Data in this exercise Block Start
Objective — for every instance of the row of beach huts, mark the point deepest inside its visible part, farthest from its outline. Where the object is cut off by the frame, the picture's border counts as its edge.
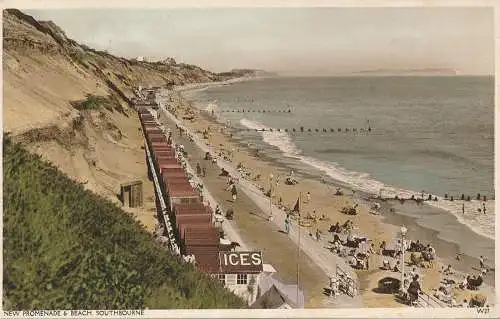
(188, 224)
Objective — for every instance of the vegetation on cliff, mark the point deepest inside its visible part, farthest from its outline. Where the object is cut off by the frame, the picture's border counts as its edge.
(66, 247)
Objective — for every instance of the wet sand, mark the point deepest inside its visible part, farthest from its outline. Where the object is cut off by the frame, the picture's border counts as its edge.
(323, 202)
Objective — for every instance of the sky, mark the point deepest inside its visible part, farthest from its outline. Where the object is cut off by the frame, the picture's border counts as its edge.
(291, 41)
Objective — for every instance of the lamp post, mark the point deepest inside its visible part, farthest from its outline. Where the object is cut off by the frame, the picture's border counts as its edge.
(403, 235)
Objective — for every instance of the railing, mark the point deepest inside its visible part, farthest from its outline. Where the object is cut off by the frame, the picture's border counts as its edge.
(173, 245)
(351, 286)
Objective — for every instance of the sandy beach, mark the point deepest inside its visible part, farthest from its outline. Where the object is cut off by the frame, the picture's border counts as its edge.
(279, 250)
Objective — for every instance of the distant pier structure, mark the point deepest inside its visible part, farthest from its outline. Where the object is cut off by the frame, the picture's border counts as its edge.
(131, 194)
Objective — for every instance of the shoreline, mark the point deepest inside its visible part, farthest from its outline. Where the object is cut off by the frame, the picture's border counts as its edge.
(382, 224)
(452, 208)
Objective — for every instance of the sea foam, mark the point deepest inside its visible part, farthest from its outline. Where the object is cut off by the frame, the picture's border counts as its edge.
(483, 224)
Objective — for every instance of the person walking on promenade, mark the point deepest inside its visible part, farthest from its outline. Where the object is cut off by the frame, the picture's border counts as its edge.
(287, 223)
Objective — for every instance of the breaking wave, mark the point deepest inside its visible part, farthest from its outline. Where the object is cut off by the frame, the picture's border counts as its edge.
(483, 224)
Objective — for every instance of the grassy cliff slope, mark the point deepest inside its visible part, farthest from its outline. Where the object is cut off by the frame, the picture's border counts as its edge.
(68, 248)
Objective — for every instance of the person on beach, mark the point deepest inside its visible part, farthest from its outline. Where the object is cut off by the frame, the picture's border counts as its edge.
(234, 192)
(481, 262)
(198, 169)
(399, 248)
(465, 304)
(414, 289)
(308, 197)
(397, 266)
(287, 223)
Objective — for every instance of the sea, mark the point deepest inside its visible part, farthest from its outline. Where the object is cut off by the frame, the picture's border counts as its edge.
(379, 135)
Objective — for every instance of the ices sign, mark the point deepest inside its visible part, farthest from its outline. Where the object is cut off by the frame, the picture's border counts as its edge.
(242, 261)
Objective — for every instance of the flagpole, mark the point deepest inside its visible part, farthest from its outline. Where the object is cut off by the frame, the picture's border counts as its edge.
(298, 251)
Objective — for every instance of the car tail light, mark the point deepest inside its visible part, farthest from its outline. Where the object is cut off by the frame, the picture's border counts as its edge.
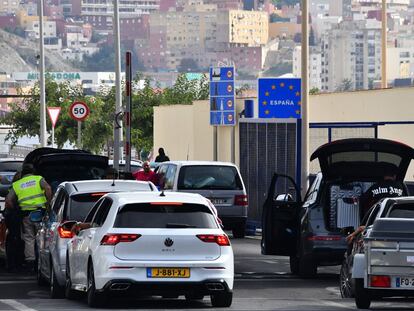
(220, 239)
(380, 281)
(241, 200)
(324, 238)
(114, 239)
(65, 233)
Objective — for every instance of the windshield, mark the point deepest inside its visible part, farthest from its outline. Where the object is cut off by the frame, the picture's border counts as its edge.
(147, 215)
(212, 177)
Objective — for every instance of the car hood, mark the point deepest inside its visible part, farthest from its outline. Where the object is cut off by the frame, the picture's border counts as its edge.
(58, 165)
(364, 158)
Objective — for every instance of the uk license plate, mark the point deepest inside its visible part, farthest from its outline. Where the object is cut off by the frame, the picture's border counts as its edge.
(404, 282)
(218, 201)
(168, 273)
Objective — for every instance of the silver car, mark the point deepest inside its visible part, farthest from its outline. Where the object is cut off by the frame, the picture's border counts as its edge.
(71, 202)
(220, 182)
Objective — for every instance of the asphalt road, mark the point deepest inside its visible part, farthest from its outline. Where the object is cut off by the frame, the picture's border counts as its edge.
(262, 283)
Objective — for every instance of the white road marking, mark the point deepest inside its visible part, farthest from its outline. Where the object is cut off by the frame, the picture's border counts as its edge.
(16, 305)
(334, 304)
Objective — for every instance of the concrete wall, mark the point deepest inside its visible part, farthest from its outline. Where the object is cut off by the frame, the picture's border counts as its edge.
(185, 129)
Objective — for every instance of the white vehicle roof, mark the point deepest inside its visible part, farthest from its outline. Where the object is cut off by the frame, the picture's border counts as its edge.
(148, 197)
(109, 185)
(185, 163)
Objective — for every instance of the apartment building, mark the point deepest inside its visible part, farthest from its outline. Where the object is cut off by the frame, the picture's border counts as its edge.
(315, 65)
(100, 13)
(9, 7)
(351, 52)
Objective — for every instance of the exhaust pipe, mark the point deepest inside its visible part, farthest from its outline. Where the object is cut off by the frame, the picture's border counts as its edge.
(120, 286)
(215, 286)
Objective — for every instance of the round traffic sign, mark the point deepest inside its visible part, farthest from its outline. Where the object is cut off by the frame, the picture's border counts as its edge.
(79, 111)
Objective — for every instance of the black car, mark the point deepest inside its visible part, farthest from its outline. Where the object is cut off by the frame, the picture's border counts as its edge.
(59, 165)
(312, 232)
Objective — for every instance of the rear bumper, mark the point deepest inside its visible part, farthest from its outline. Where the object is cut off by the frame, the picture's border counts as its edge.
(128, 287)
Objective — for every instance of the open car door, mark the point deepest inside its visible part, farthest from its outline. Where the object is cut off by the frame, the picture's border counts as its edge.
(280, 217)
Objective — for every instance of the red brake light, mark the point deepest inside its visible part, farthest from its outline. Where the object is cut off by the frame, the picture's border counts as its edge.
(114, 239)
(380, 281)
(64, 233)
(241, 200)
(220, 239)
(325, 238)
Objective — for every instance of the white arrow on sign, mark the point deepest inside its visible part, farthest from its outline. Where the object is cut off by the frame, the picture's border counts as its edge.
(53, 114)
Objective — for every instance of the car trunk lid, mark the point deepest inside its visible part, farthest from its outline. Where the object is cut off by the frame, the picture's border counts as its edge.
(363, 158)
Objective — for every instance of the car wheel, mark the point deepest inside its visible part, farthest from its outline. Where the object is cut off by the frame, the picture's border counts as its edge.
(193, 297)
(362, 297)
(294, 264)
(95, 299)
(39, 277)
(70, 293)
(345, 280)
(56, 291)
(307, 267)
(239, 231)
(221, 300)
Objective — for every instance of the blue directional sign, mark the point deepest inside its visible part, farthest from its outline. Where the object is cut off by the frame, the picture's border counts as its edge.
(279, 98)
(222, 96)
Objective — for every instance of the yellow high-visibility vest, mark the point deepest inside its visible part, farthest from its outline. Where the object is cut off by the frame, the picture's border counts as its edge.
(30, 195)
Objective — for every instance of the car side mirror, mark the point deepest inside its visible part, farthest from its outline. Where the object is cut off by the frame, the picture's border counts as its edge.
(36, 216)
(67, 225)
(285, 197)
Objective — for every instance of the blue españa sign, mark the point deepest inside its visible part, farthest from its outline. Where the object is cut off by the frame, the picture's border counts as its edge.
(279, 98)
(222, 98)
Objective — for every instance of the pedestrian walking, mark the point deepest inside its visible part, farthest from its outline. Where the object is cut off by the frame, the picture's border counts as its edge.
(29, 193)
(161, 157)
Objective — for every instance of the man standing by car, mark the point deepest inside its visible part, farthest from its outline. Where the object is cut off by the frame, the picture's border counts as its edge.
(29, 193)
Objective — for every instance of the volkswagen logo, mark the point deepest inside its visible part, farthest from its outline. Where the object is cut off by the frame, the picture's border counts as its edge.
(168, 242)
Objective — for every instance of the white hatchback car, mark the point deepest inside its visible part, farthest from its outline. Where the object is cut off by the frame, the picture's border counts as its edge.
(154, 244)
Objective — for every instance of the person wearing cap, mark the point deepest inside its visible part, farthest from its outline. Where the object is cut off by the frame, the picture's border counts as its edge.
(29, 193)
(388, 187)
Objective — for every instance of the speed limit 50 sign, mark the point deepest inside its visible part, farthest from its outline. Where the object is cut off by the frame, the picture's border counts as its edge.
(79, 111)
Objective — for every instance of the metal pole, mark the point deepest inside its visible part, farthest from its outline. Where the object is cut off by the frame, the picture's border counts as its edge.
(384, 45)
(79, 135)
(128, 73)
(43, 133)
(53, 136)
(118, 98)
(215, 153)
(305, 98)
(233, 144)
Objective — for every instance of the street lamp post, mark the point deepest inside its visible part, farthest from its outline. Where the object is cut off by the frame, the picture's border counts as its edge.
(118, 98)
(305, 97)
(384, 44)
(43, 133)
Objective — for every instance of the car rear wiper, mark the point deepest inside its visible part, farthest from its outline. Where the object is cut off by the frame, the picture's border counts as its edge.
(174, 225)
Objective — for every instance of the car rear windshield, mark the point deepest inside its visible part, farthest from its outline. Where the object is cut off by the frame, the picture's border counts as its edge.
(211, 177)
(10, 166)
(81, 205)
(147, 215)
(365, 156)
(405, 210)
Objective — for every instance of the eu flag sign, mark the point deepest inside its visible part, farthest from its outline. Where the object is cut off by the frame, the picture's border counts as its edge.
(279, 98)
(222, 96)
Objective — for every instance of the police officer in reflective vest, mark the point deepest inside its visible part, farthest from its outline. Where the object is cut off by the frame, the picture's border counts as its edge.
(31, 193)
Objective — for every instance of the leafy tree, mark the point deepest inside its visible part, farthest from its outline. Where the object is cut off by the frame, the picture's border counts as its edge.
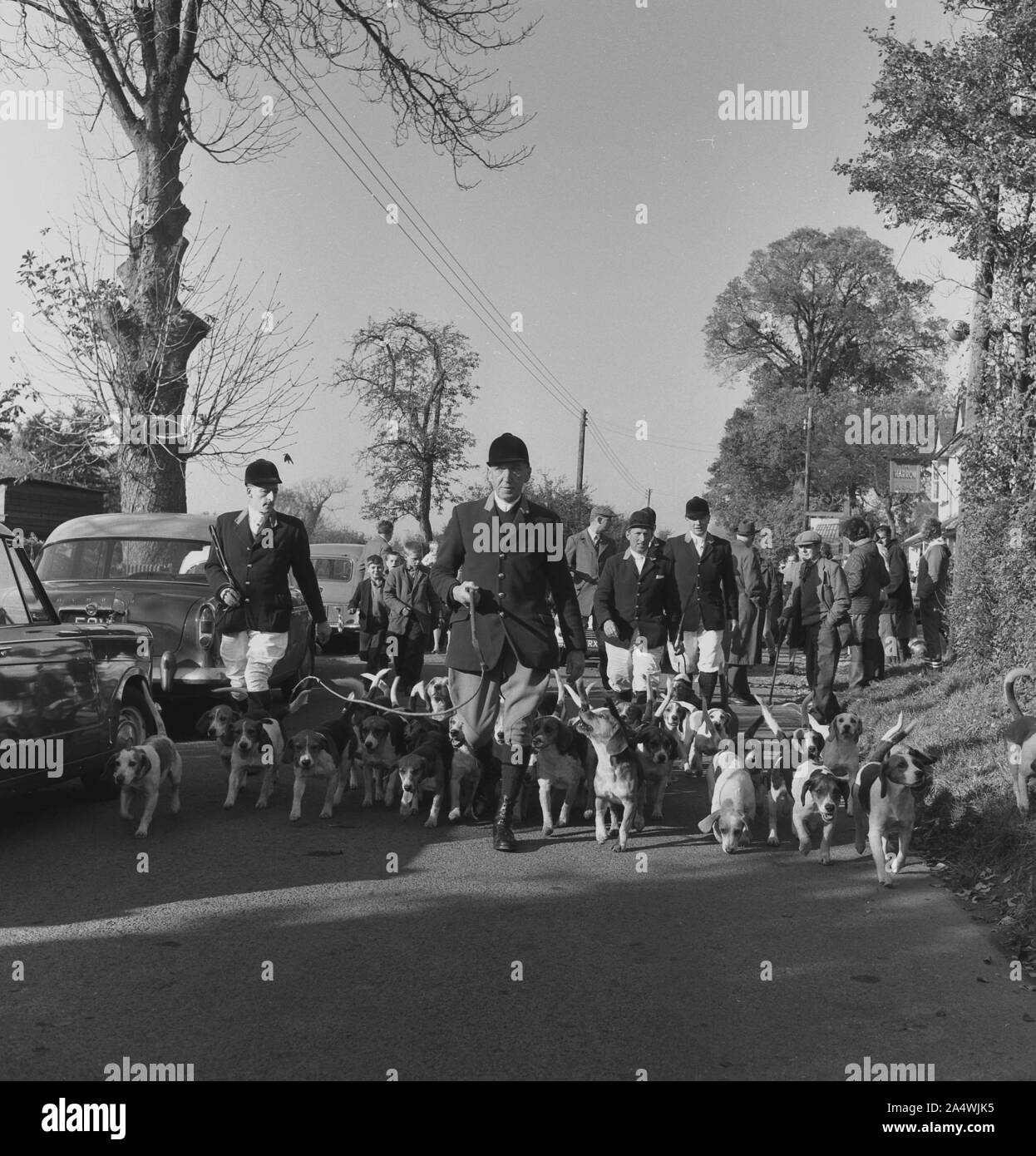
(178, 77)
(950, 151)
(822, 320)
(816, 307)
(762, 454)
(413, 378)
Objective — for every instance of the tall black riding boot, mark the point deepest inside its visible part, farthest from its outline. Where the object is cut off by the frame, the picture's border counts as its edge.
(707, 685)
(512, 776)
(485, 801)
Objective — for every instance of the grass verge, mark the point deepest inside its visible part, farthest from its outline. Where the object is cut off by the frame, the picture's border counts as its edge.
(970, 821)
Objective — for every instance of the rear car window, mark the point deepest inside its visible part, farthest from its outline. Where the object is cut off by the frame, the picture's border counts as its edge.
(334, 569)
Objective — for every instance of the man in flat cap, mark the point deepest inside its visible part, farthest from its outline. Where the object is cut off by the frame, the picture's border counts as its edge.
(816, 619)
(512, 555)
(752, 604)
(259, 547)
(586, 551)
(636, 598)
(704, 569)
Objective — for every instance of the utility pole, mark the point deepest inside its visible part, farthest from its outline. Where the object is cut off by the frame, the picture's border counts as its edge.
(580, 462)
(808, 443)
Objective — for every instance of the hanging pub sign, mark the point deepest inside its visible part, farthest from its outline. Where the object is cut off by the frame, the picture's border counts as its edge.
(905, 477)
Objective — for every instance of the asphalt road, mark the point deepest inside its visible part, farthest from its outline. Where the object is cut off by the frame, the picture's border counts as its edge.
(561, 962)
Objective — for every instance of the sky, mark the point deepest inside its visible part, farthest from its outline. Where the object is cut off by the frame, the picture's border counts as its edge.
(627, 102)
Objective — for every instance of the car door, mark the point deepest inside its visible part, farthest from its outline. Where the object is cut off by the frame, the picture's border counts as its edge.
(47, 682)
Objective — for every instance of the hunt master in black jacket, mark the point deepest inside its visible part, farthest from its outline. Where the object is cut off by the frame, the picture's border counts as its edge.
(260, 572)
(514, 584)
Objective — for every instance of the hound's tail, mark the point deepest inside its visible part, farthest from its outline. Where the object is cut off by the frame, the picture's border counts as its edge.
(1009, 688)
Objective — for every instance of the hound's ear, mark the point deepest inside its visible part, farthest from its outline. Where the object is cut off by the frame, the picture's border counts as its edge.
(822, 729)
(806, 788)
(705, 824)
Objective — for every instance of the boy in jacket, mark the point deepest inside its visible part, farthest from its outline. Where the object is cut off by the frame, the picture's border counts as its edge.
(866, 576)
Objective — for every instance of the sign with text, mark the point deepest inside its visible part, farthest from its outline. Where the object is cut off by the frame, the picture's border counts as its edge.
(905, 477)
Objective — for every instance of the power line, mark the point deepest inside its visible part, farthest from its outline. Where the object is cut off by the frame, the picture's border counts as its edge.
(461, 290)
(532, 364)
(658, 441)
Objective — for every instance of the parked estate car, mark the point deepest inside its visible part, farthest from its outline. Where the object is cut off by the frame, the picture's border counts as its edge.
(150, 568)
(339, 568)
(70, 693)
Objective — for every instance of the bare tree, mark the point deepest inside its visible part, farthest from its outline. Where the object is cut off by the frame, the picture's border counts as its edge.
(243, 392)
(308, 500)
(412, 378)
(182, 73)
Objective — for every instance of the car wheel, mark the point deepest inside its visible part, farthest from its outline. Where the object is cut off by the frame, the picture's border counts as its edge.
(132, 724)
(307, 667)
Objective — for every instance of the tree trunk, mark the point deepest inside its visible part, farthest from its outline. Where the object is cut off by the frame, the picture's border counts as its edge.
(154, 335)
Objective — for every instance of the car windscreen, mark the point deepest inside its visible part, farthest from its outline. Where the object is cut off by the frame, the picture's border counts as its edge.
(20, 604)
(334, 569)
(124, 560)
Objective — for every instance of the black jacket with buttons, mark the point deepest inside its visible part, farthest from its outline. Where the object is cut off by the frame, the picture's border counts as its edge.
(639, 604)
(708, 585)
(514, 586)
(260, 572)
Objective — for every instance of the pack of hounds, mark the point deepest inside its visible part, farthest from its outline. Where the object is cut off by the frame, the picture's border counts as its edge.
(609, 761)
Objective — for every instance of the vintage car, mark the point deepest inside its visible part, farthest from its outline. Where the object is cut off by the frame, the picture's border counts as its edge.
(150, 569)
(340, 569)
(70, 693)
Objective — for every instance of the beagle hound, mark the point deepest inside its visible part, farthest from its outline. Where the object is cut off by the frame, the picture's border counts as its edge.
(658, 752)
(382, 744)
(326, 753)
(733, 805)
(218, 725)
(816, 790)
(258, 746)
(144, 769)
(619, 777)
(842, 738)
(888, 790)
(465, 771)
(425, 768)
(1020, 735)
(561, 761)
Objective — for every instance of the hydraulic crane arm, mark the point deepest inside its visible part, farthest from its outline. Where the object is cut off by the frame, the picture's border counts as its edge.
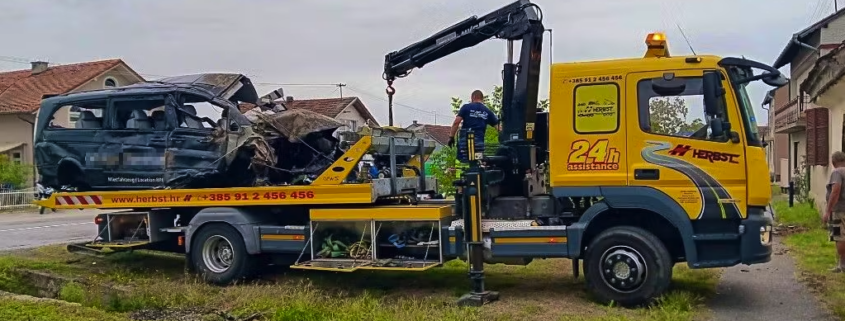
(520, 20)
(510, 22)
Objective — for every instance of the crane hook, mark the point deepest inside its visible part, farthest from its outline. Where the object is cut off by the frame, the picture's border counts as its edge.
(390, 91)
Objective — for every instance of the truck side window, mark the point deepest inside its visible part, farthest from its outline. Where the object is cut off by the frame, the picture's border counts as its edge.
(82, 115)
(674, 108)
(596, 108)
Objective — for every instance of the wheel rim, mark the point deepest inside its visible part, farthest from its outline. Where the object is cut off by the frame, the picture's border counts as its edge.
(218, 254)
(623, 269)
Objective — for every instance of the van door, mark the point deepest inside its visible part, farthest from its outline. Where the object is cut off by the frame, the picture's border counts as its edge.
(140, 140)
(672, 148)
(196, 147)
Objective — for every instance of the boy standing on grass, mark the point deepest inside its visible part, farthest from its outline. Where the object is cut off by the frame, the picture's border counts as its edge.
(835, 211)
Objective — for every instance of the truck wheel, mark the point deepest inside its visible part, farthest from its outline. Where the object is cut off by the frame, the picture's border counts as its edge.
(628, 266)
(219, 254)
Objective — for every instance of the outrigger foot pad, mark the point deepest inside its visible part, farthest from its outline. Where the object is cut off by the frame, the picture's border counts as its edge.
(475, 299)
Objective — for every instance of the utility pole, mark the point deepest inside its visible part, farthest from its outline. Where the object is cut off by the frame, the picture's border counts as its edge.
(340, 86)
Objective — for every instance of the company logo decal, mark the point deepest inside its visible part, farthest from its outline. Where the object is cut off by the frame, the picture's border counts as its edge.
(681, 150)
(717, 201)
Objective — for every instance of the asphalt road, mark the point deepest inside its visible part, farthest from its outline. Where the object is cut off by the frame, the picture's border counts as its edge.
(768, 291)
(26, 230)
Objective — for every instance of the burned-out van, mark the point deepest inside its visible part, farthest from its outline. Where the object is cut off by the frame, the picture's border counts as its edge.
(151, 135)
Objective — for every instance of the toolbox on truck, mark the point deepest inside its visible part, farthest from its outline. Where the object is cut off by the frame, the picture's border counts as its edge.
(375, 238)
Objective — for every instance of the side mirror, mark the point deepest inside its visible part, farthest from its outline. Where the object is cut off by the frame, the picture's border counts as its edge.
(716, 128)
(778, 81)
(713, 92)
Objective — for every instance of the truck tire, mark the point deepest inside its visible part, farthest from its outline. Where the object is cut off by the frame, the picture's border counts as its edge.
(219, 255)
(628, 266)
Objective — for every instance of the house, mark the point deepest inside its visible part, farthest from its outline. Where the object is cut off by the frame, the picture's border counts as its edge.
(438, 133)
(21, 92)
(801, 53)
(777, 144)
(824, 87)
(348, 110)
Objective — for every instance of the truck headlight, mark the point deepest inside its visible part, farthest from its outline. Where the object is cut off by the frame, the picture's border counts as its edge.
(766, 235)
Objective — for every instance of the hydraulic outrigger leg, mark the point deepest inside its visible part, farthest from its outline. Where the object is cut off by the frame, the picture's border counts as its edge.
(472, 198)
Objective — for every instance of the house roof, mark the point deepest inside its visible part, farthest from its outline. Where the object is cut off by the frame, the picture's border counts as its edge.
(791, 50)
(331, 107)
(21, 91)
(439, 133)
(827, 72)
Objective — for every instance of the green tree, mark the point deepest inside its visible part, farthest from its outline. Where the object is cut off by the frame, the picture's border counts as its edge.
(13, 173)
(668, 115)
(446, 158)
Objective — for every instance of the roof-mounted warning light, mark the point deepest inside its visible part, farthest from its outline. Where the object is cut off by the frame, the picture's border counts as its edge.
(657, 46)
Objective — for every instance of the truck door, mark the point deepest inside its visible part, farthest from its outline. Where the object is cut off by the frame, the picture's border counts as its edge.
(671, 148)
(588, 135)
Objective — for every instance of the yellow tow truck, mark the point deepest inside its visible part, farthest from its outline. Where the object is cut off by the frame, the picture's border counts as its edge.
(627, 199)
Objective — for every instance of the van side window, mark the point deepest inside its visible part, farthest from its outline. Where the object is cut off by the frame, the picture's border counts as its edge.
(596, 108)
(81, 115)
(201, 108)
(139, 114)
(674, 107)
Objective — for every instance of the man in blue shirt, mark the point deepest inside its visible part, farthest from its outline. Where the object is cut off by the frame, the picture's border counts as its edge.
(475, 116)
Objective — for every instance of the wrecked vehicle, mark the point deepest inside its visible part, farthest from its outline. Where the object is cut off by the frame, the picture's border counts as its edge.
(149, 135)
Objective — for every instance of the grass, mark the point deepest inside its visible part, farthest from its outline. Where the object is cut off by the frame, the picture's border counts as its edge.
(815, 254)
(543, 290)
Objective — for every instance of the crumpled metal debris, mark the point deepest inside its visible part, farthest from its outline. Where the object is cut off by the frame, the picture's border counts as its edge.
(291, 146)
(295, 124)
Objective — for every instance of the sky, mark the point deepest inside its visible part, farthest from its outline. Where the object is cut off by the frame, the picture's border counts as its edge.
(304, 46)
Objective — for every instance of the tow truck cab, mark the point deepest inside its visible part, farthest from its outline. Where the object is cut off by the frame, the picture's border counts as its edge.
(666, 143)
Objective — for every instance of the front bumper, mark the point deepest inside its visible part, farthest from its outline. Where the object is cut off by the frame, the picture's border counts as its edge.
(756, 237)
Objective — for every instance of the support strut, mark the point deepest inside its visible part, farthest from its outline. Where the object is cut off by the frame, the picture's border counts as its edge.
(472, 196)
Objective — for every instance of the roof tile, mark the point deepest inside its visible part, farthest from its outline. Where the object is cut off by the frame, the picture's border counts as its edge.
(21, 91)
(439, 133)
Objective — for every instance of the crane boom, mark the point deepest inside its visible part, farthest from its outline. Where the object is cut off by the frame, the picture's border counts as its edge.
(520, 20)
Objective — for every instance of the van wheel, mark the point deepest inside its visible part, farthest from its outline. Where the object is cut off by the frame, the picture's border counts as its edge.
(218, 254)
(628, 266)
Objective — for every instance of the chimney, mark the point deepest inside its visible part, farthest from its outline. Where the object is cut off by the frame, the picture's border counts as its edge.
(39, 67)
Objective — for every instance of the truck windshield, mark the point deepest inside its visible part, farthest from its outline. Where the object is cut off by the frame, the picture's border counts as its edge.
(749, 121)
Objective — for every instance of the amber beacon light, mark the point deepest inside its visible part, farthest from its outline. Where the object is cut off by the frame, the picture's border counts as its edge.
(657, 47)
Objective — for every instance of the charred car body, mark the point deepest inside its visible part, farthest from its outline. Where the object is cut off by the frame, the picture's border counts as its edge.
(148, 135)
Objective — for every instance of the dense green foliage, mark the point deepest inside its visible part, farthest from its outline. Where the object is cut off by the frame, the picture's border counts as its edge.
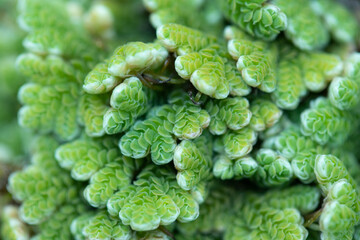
Data in this exercise Block End
● Exercise instructions
With the pictures left out, transcribe exactly the lines from the line holding "Objective — for every instance of the amber" through the closing line of the entries.

● Exercise response
Objective — for every instance of the amber beacon light, mark the point deepest inside its visible part, farthest from its outline. Where the object is cut off by the frame, the picture's border counts as its edge.
(657, 47)
Objective — for every instance of the charred car body, mark the point deepest inside its visible part, farthest from its outline. Where the object is cut off by the frame, the picture's border counts as its edge.
(148, 135)
Objective — for every instance of the dense green foliage, mark the point deepest inside its visible part, farthest from its outline. Where the object is cut off by the frame, the picture's border counts as its edge.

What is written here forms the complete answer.